What you should do:
Lay out everything from the line containing "[region] tv antenna" down to the end of the records as a Markdown table with the columns Row and Line, numbering each row and leaving out blank lines.

Given information:

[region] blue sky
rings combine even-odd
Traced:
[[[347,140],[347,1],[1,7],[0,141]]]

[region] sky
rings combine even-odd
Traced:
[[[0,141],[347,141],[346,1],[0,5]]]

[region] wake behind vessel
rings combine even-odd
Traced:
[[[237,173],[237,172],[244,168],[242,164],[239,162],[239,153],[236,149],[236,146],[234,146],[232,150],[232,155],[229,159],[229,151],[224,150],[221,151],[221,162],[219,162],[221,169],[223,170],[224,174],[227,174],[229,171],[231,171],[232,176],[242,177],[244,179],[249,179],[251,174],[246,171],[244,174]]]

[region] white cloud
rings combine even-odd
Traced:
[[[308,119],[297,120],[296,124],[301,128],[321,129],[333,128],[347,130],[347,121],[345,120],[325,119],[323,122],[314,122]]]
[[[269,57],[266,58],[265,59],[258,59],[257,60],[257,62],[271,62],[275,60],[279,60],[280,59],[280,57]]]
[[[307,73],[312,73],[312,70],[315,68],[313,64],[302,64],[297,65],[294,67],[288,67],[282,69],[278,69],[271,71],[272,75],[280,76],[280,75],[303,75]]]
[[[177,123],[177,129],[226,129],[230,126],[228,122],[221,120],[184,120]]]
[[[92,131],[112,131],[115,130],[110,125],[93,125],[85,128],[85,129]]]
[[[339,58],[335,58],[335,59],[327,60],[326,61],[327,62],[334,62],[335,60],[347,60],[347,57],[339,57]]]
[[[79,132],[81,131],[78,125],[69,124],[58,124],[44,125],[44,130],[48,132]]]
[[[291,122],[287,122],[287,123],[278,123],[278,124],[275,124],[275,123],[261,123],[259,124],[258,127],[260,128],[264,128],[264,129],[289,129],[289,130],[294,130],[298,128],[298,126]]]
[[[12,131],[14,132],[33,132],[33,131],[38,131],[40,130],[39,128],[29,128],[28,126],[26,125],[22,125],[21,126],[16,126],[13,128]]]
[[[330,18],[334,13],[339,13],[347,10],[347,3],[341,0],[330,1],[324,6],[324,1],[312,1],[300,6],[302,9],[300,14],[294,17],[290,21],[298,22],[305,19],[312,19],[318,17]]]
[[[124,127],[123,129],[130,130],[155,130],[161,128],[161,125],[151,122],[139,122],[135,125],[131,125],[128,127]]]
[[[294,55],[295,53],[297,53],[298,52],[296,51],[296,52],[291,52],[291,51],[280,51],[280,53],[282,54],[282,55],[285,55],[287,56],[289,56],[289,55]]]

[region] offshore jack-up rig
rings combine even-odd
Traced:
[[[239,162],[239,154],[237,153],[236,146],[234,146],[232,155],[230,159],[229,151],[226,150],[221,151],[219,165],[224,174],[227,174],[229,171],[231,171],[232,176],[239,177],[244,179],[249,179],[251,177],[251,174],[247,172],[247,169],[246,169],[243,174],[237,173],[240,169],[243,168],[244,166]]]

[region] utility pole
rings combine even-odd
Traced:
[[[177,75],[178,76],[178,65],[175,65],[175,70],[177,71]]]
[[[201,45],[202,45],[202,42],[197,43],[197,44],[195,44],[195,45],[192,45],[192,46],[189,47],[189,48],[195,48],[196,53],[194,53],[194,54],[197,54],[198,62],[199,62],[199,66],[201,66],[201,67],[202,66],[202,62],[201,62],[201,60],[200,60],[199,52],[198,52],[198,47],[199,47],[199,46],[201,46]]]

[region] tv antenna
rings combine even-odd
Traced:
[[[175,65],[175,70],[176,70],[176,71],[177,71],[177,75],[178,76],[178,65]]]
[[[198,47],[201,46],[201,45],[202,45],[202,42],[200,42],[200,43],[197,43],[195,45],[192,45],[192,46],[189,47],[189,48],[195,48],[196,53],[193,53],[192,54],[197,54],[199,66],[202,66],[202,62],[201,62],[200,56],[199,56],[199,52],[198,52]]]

Task answer:
| Row | Line |
|---|---|
| 1 | [region] tv antenna |
| 2 | rings combine even-odd |
| 3 | Traced: |
| 4 | [[[175,65],[175,70],[176,70],[176,71],[177,71],[177,75],[178,76],[178,65]]] |
| 5 | [[[198,47],[201,46],[201,45],[202,45],[202,42],[200,42],[200,43],[197,43],[195,45],[192,45],[192,46],[189,47],[189,48],[195,48],[196,53],[193,53],[192,54],[197,54],[199,66],[202,66],[202,62],[201,62],[200,56],[199,56],[199,52],[198,52]]] |